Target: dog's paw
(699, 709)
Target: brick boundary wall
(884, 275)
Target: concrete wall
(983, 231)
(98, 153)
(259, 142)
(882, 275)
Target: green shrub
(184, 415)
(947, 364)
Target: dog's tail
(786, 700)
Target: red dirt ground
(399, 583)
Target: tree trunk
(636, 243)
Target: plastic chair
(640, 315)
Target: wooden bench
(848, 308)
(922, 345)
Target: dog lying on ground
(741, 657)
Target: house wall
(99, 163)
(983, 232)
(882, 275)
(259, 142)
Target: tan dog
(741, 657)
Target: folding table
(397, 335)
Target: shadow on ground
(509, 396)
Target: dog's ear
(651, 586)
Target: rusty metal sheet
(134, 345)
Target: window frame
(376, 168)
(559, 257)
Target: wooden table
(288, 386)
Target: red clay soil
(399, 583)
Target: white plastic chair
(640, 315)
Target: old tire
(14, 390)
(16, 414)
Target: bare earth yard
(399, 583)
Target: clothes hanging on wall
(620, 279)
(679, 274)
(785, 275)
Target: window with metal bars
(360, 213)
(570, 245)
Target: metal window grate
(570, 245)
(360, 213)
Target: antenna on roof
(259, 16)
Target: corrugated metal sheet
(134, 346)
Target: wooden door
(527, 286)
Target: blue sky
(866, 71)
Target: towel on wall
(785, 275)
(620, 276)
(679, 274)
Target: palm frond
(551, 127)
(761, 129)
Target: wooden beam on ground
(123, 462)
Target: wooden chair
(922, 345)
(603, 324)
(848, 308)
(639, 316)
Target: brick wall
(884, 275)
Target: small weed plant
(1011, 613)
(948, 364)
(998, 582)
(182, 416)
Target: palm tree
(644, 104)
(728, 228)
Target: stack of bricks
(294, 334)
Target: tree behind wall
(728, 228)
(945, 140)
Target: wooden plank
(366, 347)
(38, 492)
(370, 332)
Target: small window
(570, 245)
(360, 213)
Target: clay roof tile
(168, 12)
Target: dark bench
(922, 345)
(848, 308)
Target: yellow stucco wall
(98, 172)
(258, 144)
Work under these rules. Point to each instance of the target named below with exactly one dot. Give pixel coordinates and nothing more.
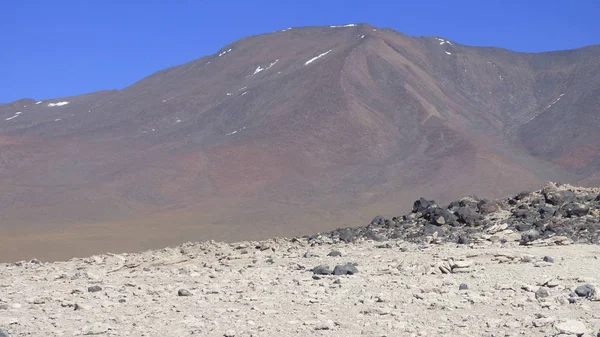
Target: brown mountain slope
(291, 132)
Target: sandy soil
(268, 289)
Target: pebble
(548, 259)
(184, 292)
(571, 327)
(585, 290)
(542, 292)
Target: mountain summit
(292, 132)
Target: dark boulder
(468, 216)
(440, 216)
(422, 204)
(529, 236)
(574, 210)
(381, 221)
(486, 207)
(547, 212)
(558, 198)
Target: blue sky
(55, 48)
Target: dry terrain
(268, 288)
(288, 133)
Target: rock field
(523, 266)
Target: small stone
(184, 292)
(462, 264)
(548, 259)
(94, 289)
(347, 269)
(585, 290)
(322, 270)
(571, 327)
(542, 292)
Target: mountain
(292, 132)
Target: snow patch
(317, 57)
(258, 70)
(272, 64)
(342, 26)
(442, 41)
(236, 131)
(225, 52)
(59, 103)
(555, 101)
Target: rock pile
(557, 214)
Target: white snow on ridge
(272, 64)
(342, 26)
(234, 132)
(58, 103)
(555, 101)
(15, 116)
(225, 52)
(317, 57)
(258, 70)
(442, 41)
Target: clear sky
(56, 48)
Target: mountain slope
(293, 132)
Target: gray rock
(184, 292)
(585, 290)
(346, 269)
(574, 210)
(557, 198)
(571, 327)
(542, 292)
(463, 240)
(322, 270)
(422, 204)
(548, 259)
(94, 289)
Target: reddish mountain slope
(290, 132)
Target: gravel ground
(272, 288)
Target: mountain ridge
(298, 131)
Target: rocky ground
(517, 271)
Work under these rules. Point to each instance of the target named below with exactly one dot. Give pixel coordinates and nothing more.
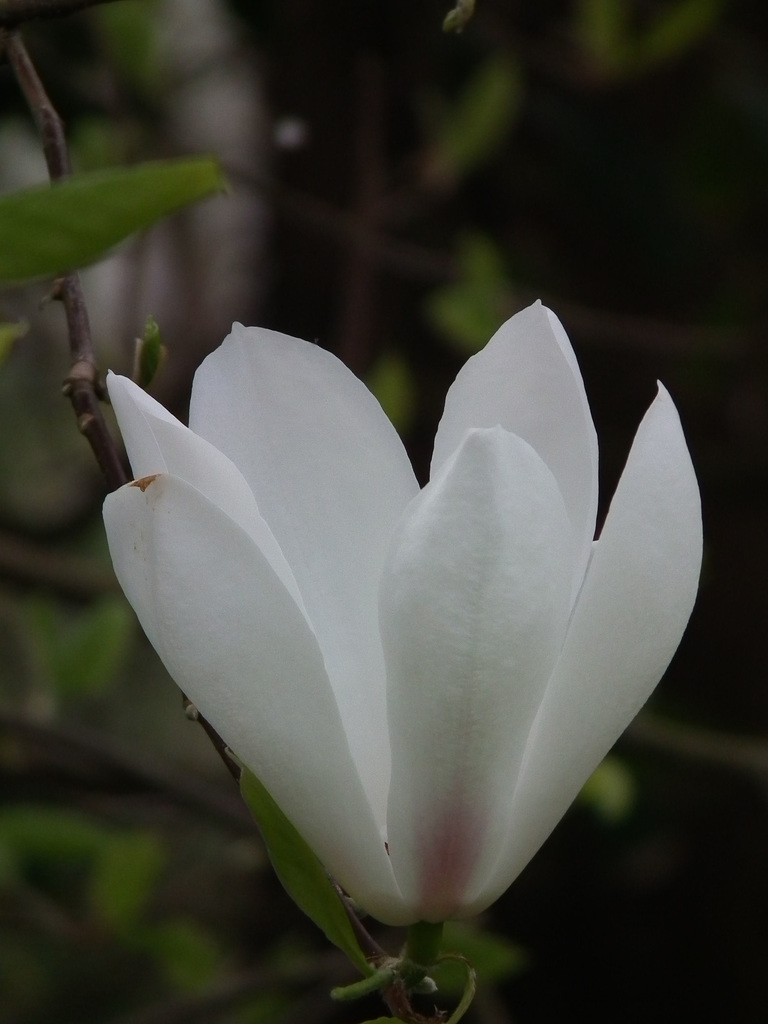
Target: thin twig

- What to do:
Leave the pictures out and return the rest of the material exactly.

- Solved exercise:
Target: dog's paw
(699, 709)
Target: brick boundary wall
(884, 275)
Target: concrete wall
(983, 231)
(98, 153)
(259, 142)
(882, 275)
Target: green shrub
(184, 415)
(947, 364)
Target: dog's tail
(786, 700)
Target: red dirt ground
(399, 583)
Target: tree trunk
(636, 243)
Target: plastic chair
(640, 315)
Target: wooden bench
(848, 308)
(922, 345)
Target: dog lying on ground
(741, 657)
Target: house wall
(99, 163)
(983, 232)
(882, 275)
(259, 142)
Target: tan dog
(741, 657)
Target: folding table
(397, 335)
Target: shadow on ground
(509, 396)
Target: dog's ear
(651, 586)
Target: rusty metal sheet
(134, 345)
Target: window frame
(376, 168)
(559, 257)
Target: wooden table
(288, 386)
Target: red clay soil
(399, 583)
Target: white plastic chair
(640, 315)
Target: old tire
(14, 390)
(16, 414)
Target: bare earth yard
(399, 583)
Target: clothes hanging on wall
(620, 279)
(679, 274)
(785, 275)
Target: window with metal bars
(360, 213)
(570, 245)
Target: metal window grate
(570, 245)
(360, 213)
Target: antenna on roof
(259, 16)
Target: corrugated metal sheet
(134, 346)
Target: wooden door
(527, 286)
Target: blue sky
(866, 71)
Target: towel on wall
(785, 275)
(620, 276)
(679, 274)
Target: palm frond
(551, 127)
(761, 129)
Target: wooden beam on ground
(123, 462)
Target: wooden chair
(922, 345)
(603, 324)
(848, 308)
(639, 316)
Target: brick wall
(884, 275)
Target: small weed plant
(1011, 613)
(948, 364)
(998, 582)
(182, 416)
Target: palm tree
(644, 104)
(728, 228)
Target: stack of bricks
(294, 334)
Target: tree behind wall
(728, 228)
(945, 140)
Target: wooden plank
(366, 347)
(38, 492)
(370, 332)
Target: small window
(570, 245)
(360, 213)
Target: clay roof tile
(168, 12)
Target: dark bench
(922, 345)
(848, 308)
Target: yellow stucco wall
(98, 172)
(258, 144)
Work under these rules. Point to each instance of the target named below with exactly one dot. Give pixel coordinates and nothing more.
Target: brown mountain slope
(291, 132)
Target: sandy soil
(268, 289)
Target: pebble
(548, 259)
(184, 292)
(571, 327)
(585, 290)
(542, 292)
Target: mountain summit
(292, 132)
Target: dark boulder
(468, 216)
(440, 216)
(422, 204)
(529, 236)
(574, 210)
(381, 221)
(486, 207)
(547, 212)
(558, 198)
Target: blue sky
(55, 48)
Target: dry terrain
(268, 288)
(288, 133)
Target: rock field
(523, 266)
Target: small stone
(184, 292)
(462, 264)
(548, 259)
(94, 289)
(347, 269)
(585, 290)
(322, 270)
(571, 327)
(542, 292)
Target: mountain
(292, 132)
Target: snow patch
(317, 57)
(258, 70)
(272, 64)
(342, 26)
(442, 41)
(236, 131)
(225, 52)
(59, 103)
(555, 101)
Target: rock pile
(557, 214)
Target: white snow on ridge
(272, 64)
(342, 26)
(234, 132)
(58, 103)
(555, 101)
(15, 116)
(225, 52)
(317, 57)
(258, 70)
(442, 41)
Target: clear sky
(56, 48)
Target: mountain slope
(293, 132)
Target: gray rock
(184, 292)
(585, 290)
(346, 269)
(574, 210)
(557, 198)
(571, 327)
(542, 292)
(463, 240)
(322, 270)
(422, 204)
(548, 259)
(94, 289)
Target: reddish mountain slope
(290, 132)
Target: gravel ground
(272, 288)
Target: mountain ridge
(298, 131)
Target: rocky ground
(517, 271)
Work under these rules. Point to each instance of the target named below with exactly one dot. Give pixel coordinates and nothing more.
Target: thin twig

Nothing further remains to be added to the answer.